**Consigne écrite:** Rassemblez toutes les lignes des items où figure la chaîne « long » et recopiez-les. La casse compte.

***** Données enregistrées

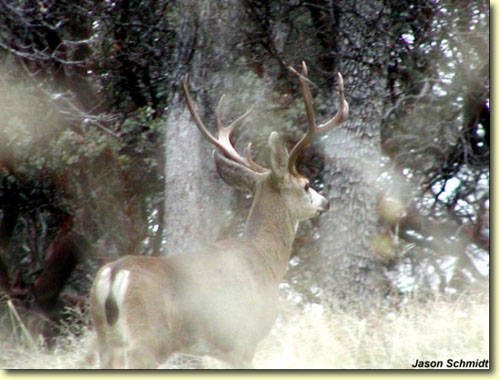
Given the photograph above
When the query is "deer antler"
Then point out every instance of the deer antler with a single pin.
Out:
(314, 130)
(223, 139)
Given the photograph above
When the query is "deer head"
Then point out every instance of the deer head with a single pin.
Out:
(243, 172)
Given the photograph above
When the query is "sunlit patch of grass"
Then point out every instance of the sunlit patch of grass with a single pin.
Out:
(432, 330)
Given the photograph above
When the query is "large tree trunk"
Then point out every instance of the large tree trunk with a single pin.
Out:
(350, 272)
(196, 199)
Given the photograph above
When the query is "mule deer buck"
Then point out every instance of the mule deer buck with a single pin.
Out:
(220, 301)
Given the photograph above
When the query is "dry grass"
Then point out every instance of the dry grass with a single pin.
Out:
(435, 330)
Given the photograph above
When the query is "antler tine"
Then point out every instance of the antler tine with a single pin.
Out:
(341, 114)
(314, 130)
(222, 141)
(204, 131)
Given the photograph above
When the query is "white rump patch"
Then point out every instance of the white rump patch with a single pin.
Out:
(103, 286)
(120, 286)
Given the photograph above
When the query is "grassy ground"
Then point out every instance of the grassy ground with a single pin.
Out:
(434, 330)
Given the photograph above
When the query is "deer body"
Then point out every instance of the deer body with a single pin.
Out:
(220, 301)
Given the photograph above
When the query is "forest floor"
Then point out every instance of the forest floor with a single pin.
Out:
(436, 330)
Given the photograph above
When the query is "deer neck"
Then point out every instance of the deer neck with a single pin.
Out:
(271, 229)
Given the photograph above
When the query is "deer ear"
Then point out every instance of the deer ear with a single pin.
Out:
(279, 155)
(235, 174)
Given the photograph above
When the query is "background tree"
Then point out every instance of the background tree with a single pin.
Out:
(98, 157)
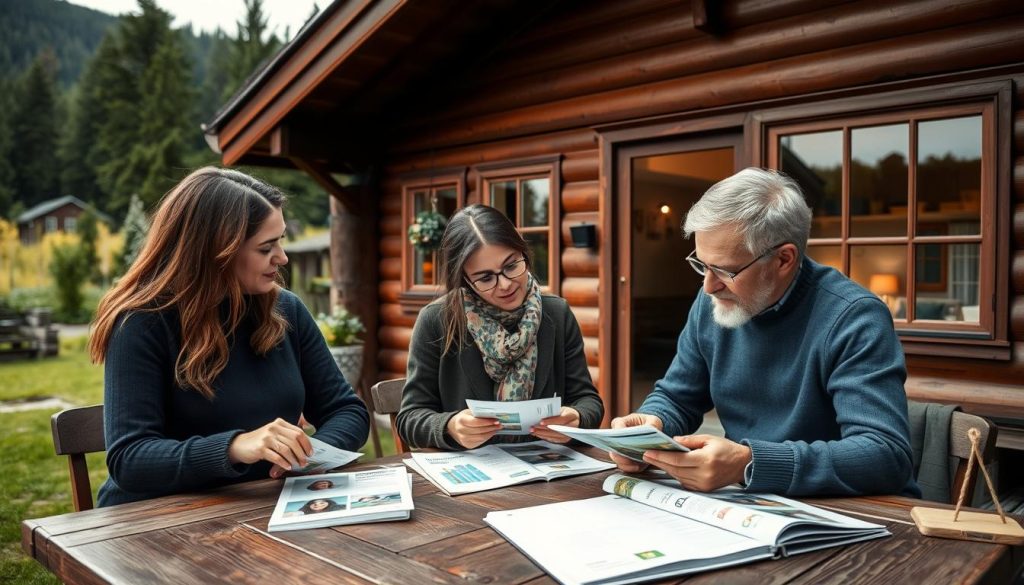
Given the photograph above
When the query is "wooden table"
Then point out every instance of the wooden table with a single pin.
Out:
(220, 536)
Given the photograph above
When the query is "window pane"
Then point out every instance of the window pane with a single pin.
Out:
(878, 179)
(949, 170)
(815, 162)
(882, 269)
(948, 282)
(538, 244)
(827, 255)
(535, 202)
(503, 198)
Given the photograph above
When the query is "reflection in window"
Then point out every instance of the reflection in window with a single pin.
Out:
(878, 178)
(815, 162)
(526, 202)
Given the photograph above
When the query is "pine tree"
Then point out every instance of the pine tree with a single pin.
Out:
(35, 133)
(135, 227)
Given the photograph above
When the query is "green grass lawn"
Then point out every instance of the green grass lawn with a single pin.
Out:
(33, 481)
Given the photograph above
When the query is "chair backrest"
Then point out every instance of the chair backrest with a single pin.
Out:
(960, 447)
(77, 431)
(387, 400)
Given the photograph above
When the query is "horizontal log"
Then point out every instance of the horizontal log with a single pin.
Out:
(847, 25)
(577, 139)
(576, 218)
(393, 315)
(389, 291)
(978, 45)
(391, 246)
(581, 292)
(590, 349)
(392, 361)
(580, 262)
(583, 165)
(581, 197)
(394, 337)
(589, 320)
(390, 268)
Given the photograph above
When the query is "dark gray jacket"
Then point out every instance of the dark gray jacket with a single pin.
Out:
(436, 386)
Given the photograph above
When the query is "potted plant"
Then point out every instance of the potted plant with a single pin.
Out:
(340, 330)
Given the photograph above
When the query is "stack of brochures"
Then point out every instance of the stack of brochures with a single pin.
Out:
(334, 499)
(648, 530)
(500, 465)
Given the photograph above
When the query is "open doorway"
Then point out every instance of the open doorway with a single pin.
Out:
(662, 182)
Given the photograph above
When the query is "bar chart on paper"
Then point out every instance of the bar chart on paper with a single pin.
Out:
(464, 474)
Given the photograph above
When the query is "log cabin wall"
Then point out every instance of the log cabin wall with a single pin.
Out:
(585, 64)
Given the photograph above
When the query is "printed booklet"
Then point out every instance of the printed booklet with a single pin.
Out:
(630, 442)
(682, 532)
(499, 465)
(334, 499)
(516, 416)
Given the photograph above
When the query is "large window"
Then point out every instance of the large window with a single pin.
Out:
(904, 204)
(441, 193)
(525, 193)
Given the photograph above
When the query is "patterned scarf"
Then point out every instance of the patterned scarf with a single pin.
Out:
(507, 340)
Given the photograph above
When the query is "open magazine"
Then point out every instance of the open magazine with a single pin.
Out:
(499, 465)
(682, 532)
(334, 499)
(630, 442)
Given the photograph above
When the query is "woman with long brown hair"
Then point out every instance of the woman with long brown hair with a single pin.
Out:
(208, 361)
(493, 336)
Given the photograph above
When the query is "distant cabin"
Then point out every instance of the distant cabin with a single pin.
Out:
(58, 214)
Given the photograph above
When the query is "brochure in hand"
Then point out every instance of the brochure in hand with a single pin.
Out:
(326, 457)
(499, 465)
(334, 499)
(630, 442)
(516, 416)
(682, 532)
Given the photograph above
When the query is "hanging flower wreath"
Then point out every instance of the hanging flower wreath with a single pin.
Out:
(425, 233)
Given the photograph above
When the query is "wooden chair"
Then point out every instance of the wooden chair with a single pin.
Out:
(77, 431)
(960, 447)
(387, 400)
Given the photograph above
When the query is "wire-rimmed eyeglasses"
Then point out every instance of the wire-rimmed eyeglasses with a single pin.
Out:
(489, 280)
(700, 267)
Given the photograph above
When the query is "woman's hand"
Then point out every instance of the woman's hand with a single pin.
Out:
(470, 431)
(280, 443)
(567, 417)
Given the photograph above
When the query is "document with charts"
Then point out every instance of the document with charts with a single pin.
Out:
(499, 465)
(334, 499)
(681, 532)
(516, 416)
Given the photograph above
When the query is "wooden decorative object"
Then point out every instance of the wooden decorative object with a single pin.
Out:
(970, 526)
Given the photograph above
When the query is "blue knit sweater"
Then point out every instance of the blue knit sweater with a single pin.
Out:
(162, 439)
(814, 385)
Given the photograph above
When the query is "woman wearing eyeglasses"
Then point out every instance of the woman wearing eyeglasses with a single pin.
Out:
(493, 336)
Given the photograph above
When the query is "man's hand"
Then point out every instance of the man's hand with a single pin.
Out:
(567, 417)
(634, 419)
(280, 443)
(470, 431)
(714, 462)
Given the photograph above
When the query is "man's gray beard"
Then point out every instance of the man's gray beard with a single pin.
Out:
(739, 314)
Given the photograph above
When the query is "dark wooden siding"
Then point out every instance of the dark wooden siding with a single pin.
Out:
(594, 63)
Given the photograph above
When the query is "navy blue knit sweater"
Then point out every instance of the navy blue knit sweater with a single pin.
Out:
(813, 385)
(162, 439)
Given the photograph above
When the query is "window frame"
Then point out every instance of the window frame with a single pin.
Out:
(990, 99)
(526, 169)
(416, 296)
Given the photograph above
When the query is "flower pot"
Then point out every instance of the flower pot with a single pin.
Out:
(349, 360)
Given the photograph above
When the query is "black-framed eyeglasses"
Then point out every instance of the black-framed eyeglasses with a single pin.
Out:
(700, 267)
(489, 280)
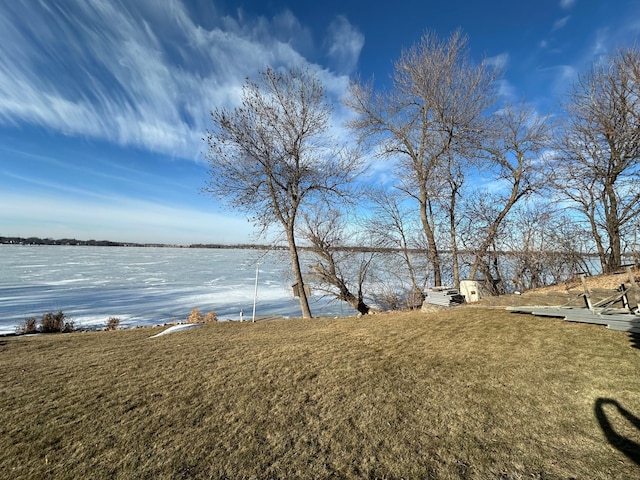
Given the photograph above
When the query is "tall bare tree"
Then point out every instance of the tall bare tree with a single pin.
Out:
(337, 270)
(434, 108)
(273, 155)
(597, 170)
(392, 227)
(513, 159)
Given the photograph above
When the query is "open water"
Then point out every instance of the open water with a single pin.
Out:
(145, 286)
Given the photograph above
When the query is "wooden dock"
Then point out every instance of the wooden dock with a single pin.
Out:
(603, 312)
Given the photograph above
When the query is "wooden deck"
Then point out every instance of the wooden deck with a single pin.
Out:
(614, 319)
(603, 312)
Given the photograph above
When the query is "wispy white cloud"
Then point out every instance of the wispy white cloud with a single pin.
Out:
(143, 74)
(560, 23)
(498, 61)
(567, 4)
(121, 219)
(344, 44)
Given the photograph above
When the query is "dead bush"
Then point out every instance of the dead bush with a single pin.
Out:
(113, 323)
(197, 317)
(55, 323)
(30, 325)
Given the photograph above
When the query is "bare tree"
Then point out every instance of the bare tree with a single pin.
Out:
(513, 158)
(597, 170)
(337, 270)
(273, 155)
(435, 108)
(392, 227)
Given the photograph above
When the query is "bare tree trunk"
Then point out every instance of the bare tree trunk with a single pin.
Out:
(432, 247)
(297, 272)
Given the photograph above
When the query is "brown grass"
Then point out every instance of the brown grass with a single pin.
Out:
(467, 393)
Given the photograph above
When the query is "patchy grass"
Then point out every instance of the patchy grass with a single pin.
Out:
(467, 393)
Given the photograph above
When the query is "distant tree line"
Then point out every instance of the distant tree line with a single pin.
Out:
(468, 176)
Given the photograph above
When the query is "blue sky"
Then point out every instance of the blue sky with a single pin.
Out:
(103, 103)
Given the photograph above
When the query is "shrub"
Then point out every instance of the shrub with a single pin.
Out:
(196, 317)
(113, 323)
(30, 325)
(52, 322)
(210, 317)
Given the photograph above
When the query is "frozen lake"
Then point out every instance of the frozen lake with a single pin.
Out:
(145, 286)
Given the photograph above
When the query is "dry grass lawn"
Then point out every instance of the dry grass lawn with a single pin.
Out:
(466, 393)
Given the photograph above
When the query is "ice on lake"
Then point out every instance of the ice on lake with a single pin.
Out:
(145, 286)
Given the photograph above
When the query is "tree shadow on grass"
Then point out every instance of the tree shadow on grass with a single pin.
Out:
(630, 448)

**********

**Réponse complète:**
When the query is "woman with long brown hair"
Then point out every instance of the woman with long brown hair with a single pin.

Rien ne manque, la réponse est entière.